WRITTEN INSTRUCTION> Rewrite the lines from the line with "Cam-trap alert: motion was detected. Identify fingernail" to the line with "47, 340, 1035, 881", putting "infrared" wherever "night-vision" appears and changing nothing else.

───── DATASET RECORDS

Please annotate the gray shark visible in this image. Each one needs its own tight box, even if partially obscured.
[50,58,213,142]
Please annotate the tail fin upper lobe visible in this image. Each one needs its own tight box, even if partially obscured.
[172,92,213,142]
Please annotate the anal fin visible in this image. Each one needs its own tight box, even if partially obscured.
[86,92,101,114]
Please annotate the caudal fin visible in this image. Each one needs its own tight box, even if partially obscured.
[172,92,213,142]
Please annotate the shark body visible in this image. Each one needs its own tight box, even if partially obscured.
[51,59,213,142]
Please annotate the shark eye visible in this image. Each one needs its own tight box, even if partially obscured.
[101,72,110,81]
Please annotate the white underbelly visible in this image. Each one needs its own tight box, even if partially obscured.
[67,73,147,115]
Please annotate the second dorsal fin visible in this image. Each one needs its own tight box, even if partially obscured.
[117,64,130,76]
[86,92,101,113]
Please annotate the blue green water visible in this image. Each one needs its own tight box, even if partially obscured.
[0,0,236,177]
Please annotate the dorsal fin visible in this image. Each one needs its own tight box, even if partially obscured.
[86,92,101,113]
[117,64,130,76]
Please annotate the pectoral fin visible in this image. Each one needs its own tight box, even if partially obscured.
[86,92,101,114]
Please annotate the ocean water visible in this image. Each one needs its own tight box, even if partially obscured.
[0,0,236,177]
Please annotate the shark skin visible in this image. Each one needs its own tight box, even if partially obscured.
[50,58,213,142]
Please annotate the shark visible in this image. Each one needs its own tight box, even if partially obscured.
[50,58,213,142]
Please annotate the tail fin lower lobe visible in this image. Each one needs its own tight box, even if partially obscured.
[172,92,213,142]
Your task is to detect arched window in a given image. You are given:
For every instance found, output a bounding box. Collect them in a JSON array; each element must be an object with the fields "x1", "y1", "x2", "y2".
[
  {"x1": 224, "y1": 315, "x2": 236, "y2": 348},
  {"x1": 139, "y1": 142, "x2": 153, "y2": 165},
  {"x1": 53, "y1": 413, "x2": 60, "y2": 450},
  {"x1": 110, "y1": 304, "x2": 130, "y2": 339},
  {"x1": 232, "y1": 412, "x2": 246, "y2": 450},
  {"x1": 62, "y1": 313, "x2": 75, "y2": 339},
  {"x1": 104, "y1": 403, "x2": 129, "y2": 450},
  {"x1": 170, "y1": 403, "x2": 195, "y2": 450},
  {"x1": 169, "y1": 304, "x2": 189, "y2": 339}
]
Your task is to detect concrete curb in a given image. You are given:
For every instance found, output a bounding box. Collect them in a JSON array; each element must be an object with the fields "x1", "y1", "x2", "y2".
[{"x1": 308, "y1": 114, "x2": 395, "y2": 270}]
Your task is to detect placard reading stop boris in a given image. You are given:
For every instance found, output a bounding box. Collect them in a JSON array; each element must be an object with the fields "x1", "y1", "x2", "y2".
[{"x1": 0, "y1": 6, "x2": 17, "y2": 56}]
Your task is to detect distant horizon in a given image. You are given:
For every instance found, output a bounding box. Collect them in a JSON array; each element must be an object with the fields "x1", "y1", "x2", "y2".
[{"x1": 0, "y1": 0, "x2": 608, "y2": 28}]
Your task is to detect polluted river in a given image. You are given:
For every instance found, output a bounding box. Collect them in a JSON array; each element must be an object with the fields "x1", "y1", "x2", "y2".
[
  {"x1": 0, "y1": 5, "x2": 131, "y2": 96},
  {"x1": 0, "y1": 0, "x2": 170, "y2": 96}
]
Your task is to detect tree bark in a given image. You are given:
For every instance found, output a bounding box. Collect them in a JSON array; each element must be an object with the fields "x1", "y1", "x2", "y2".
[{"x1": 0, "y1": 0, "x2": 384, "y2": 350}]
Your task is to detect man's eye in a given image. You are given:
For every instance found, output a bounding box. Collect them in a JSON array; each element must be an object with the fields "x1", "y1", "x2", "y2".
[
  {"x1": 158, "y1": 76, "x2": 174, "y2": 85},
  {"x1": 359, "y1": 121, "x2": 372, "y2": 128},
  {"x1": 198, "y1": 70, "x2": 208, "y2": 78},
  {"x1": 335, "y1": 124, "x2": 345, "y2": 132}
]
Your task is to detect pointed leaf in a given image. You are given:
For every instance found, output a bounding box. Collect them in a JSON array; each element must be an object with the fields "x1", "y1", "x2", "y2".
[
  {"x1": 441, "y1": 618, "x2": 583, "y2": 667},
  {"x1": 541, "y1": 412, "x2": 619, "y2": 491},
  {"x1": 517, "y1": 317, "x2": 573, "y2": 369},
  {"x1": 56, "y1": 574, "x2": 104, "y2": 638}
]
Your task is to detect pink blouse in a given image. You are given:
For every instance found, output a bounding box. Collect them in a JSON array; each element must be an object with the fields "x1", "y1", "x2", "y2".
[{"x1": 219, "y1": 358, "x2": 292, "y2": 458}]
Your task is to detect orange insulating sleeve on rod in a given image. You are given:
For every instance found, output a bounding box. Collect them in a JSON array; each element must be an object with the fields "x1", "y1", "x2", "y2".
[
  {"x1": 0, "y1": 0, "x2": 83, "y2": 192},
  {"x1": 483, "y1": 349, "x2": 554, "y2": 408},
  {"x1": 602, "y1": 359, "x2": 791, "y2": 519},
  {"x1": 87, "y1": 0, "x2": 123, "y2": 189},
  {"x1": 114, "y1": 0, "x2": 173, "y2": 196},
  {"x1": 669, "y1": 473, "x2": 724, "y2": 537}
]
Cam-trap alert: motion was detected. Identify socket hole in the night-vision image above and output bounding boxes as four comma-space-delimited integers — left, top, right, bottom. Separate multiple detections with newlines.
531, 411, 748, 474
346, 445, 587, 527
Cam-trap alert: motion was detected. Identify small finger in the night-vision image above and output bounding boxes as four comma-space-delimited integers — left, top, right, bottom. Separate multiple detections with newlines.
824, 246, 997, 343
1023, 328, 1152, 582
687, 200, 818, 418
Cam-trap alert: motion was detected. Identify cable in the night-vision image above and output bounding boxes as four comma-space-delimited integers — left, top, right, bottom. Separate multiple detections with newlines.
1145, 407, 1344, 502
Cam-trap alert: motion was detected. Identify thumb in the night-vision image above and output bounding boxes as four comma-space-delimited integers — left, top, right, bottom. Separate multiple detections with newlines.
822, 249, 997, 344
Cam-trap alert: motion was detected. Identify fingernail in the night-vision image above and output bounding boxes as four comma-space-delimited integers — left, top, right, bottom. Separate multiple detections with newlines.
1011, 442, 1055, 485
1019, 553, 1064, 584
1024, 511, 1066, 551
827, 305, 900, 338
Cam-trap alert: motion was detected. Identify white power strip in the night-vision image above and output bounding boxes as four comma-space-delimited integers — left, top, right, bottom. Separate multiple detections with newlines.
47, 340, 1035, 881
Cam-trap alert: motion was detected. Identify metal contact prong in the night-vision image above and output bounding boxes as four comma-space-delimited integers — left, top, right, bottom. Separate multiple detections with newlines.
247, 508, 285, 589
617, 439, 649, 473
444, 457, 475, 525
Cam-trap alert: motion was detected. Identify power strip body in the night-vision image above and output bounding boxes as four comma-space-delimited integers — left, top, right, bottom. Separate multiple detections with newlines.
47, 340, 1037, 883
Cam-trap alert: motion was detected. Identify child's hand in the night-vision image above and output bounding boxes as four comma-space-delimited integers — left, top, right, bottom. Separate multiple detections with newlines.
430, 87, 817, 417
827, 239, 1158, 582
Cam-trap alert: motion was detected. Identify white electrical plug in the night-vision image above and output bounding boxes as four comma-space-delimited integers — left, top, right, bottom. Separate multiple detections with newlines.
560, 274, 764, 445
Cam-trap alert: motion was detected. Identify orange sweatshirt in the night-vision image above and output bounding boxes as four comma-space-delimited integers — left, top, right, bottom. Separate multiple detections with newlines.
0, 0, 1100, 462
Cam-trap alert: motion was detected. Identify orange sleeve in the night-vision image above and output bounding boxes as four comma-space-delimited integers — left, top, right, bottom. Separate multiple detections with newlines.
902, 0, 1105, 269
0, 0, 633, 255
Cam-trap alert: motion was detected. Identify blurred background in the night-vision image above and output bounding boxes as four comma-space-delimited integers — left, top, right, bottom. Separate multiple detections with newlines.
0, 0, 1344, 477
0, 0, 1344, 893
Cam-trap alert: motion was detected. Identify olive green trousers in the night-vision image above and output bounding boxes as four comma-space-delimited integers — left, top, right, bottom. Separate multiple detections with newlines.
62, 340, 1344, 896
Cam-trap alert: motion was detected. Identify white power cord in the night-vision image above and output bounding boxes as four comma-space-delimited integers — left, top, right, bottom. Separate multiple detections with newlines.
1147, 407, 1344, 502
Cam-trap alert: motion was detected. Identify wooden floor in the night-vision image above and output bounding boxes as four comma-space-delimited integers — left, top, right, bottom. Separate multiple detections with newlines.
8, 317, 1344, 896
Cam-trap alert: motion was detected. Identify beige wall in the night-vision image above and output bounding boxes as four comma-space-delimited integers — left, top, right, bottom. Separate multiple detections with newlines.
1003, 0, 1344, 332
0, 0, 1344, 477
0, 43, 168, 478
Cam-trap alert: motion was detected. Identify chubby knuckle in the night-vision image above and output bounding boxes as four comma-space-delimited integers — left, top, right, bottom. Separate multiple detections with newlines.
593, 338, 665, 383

──────────

FINISHED ANSWER>
Cam-trap alert: motion was detected. Identify fingernail in the infrared image above and output bounding boxes as four comma-space-delimited integers — left, top, right, bottom. Separate multiple detections with newlines.
1011, 442, 1055, 485
1019, 553, 1064, 584
1024, 511, 1066, 551
827, 305, 900, 338
Cam-trap alert: motion was detected. Identify white power strip in the infrared image above and output bounding boxes as four comma-space-delimited integers — left, top, right, bottom. Separate multiple detections with newlines.
47, 340, 1035, 881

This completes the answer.